§ **WHAT IS ASKED**:
Swap "Where can you see" for "Where do you see" in every one of the rows below, changing nothing else and leaving the pictures out.

(Rows from a point labeling set)
= = =

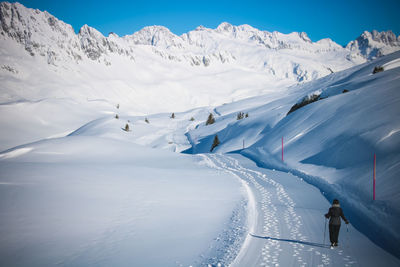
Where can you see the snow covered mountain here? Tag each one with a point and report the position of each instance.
(154, 64)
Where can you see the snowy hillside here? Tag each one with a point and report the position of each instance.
(330, 143)
(98, 196)
(90, 127)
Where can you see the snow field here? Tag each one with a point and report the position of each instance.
(290, 224)
(95, 201)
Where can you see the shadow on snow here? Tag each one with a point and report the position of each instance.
(292, 241)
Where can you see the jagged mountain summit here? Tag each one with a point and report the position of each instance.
(157, 66)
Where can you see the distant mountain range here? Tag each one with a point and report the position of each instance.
(276, 59)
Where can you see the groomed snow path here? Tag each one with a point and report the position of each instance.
(286, 222)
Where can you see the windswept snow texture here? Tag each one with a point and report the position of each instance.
(330, 143)
(96, 201)
(76, 189)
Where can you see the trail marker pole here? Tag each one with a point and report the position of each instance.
(374, 176)
(325, 230)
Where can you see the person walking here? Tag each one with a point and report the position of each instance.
(334, 214)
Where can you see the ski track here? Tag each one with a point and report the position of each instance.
(278, 221)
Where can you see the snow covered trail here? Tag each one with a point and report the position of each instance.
(286, 223)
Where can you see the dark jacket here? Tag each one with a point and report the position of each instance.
(334, 213)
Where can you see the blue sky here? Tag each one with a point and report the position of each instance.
(339, 20)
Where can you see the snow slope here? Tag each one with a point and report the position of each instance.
(330, 143)
(148, 69)
(94, 201)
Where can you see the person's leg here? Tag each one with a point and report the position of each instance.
(331, 233)
(336, 234)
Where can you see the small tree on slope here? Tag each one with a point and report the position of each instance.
(210, 119)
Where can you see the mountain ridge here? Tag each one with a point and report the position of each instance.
(207, 66)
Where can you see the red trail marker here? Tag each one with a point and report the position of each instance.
(374, 175)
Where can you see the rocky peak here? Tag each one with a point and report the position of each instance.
(375, 44)
(156, 36)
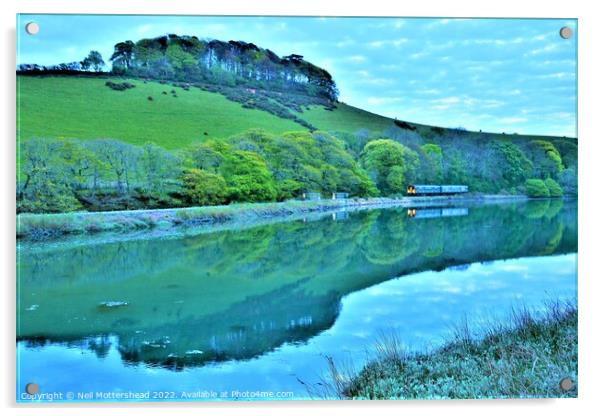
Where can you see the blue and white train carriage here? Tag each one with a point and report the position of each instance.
(426, 190)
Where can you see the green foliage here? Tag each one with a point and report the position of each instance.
(204, 188)
(388, 164)
(546, 159)
(514, 165)
(553, 188)
(186, 58)
(432, 170)
(84, 108)
(93, 60)
(568, 181)
(520, 359)
(536, 188)
(248, 177)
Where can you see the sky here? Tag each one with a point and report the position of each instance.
(496, 75)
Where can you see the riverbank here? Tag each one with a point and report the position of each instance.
(49, 226)
(526, 358)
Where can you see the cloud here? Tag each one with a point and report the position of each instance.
(546, 49)
(383, 100)
(513, 120)
(356, 58)
(397, 42)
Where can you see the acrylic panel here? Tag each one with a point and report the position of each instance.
(222, 208)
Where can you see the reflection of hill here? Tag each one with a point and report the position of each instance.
(235, 295)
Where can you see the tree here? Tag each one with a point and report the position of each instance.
(122, 56)
(158, 167)
(554, 189)
(121, 158)
(379, 157)
(536, 188)
(94, 60)
(43, 184)
(546, 159)
(204, 188)
(433, 166)
(248, 177)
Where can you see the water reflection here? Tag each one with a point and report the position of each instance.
(232, 297)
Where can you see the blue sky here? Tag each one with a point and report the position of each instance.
(482, 74)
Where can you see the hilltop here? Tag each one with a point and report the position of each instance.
(182, 122)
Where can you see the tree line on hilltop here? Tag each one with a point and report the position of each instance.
(61, 175)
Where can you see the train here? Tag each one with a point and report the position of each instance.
(427, 190)
(437, 212)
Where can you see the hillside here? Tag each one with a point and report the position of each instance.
(84, 108)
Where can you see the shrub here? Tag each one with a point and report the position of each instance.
(204, 188)
(536, 188)
(119, 86)
(554, 188)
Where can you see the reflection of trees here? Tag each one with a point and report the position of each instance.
(238, 294)
(388, 241)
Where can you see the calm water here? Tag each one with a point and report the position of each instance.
(233, 314)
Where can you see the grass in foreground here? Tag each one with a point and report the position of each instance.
(44, 226)
(526, 358)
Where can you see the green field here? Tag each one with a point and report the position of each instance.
(85, 108)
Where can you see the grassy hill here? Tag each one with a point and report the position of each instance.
(80, 107)
(77, 107)
(108, 168)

= = =

§ **OUTPUT OF THE EXERCISE**:
Where do you see the snow covered mountain here? Tag each one with a point and report the position of each instance.
(154, 64)
Where do you see the snowy hillside here? Tag each one with a point and report the position of each instance.
(330, 143)
(98, 196)
(90, 127)
Where do you see the snow field here? Tag each one with a point and report the position of each instance.
(290, 224)
(95, 201)
Where do you see the shadow on snow here? Tag each one with a point and report the position of each instance.
(292, 241)
Where do you see the jagged mountain summit here? Tag each one with a point and report the position of each instance.
(157, 66)
Where do you see the distant mountain range here? Tag each one with a point and report the position of each instance.
(276, 59)
Where do you see the groomed snow path here? Tag each one with a point and report the position of each instance.
(286, 222)
Where do you see the windswept snow texture here? Tag each one with a point and report the position of each instance.
(330, 143)
(96, 201)
(76, 189)
Where do you see the trail marker pole here? Tag each one with a point and report the position of each instance.
(374, 176)
(325, 230)
Where do you see the person walking here? Tag each one with a point and report the position of each instance.
(334, 214)
Where do you see the ski track here? Tag each one with a point and report the position of each instance.
(278, 221)
Where do you see the snow covered trail here? Tag each one with a point and report the position of each instance.
(286, 223)
Where do you see the dark jacket here? Tag each one with a point and report the position of each instance.
(334, 213)
Where do you see the blue sky here? Tag each one with a point and report the position of each instance.
(339, 20)
Where do you see the snow slope here? Tag each one with a point and report the position of each instance.
(330, 143)
(148, 69)
(94, 201)
Where do you see the person's leg here? Tag each one with a point and report the position of each instance.
(331, 233)
(336, 234)
Where do you see the small tree on slope here? Tag each one with a point and report the position of each instance.
(210, 119)
Where do you see the mountain ridge here? Tag each one with a point and report the position of each instance.
(207, 66)
Where do you see the red trail marker here? Tag each one with a point and report the position of each instance.
(374, 175)
Where do you see the rocky peak here? Tag each one with a point and report the position of each instance.
(375, 44)
(156, 36)
Where do you see the blue and white train carriage here? Tag each one with a point and report the position of each instance.
(426, 190)
Where do you see the green foliage here? Tag each one with a point and report the position of each instance.
(204, 188)
(388, 164)
(546, 159)
(514, 165)
(553, 188)
(186, 58)
(432, 170)
(84, 108)
(93, 60)
(568, 181)
(520, 359)
(536, 188)
(248, 177)
Where do you see the sky here? Tag each one with a point and report the position of each instance.
(496, 75)
Where do you see the riverbank here? Tag each one with a point and report the position of each instance.
(49, 226)
(526, 358)
Where do you see the cloud here? Tag each one with a point and report the position of each instance.
(546, 49)
(383, 100)
(513, 120)
(356, 58)
(397, 42)
Where do you see the acrylic panel here? Tag each one with a point and report the position of each instance.
(222, 208)
Where do you see the reflection of hill here? Tag each one with a point and report the position of each instance.
(235, 295)
Where do you see the tree here? Tag each one with a point and report the position of each instance.
(122, 56)
(158, 167)
(554, 189)
(121, 158)
(379, 157)
(536, 188)
(94, 60)
(43, 184)
(546, 159)
(204, 188)
(433, 166)
(248, 177)
Where do you see the water reflection here? Tag each one with a point and report the position of each instance.
(232, 297)
Where do you see the blue sky here? Tag each one with a point and report the position of each instance.
(482, 74)
Where do you see the hilltop here? Tag each one with a point and report the position of each instance.
(182, 122)
Where do you see the tree line on hilltop here? Tag each one with a point and report the position of each instance.
(61, 175)
Where do you see the train here? Tag each one with a point and report the position of each instance.
(427, 190)
(437, 212)
Where do you see the hillside here? Tag each one with a point and report the position of each instance.
(84, 108)
Where do you see the shrub here? Tag each one with a point and report the position of each instance.
(204, 188)
(536, 188)
(119, 86)
(554, 188)
Where do you see the reflection of trees here? Tag each one with a point and report the position of each instance.
(238, 294)
(388, 241)
Where do you see the calm water here? Tag each one with a point and report the position of each instance.
(233, 314)
Where do you see the grass in foreground here? Tag each one with a point and report the position of each instance.
(44, 226)
(526, 358)
Where do you see the green field here? Tag each one with a point and report the position of each instance.
(85, 108)
Where do you see the grassy hill here? Tag each one with a point and report the position of each instance.
(80, 107)
(77, 107)
(108, 168)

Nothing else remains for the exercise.